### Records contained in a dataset
========================

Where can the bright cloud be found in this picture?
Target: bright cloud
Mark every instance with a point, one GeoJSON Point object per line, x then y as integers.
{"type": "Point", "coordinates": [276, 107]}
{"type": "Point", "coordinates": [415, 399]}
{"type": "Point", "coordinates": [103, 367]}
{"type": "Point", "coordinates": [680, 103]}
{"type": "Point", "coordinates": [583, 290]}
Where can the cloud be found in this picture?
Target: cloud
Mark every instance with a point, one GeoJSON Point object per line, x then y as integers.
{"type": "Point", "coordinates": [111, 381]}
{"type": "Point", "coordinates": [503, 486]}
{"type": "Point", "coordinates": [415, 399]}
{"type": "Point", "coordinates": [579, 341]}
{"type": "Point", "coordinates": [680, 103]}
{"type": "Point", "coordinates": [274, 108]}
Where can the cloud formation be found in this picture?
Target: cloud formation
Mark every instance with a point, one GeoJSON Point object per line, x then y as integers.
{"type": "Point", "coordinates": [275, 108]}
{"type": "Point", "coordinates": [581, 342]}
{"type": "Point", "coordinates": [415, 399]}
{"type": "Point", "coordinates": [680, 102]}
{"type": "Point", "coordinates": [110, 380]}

========================

### What you need to do
Please return all of the records exactly.

### Solution to this task
Where can the bright cloud be found in this picture?
Target: bright cloud
Mark every instance with a point, one GeoJSON Point object per line, x then y as integers.
{"type": "Point", "coordinates": [276, 107]}
{"type": "Point", "coordinates": [415, 399]}
{"type": "Point", "coordinates": [103, 367]}
{"type": "Point", "coordinates": [680, 103]}
{"type": "Point", "coordinates": [583, 290]}
Where can the cloud be found in this picture?
Target: cloud
Mark every instance with a point, one GeoJSON Point object per line, x then y as integers.
{"type": "Point", "coordinates": [111, 381]}
{"type": "Point", "coordinates": [503, 486]}
{"type": "Point", "coordinates": [415, 399]}
{"type": "Point", "coordinates": [579, 341]}
{"type": "Point", "coordinates": [680, 103]}
{"type": "Point", "coordinates": [274, 108]}
Where can the cloud formation be found in this picture?
Target: cloud formation
Mark every instance with a point, one GeoJSON Point object per line, x then y as integers.
{"type": "Point", "coordinates": [275, 108]}
{"type": "Point", "coordinates": [581, 342]}
{"type": "Point", "coordinates": [415, 399]}
{"type": "Point", "coordinates": [680, 102]}
{"type": "Point", "coordinates": [110, 380]}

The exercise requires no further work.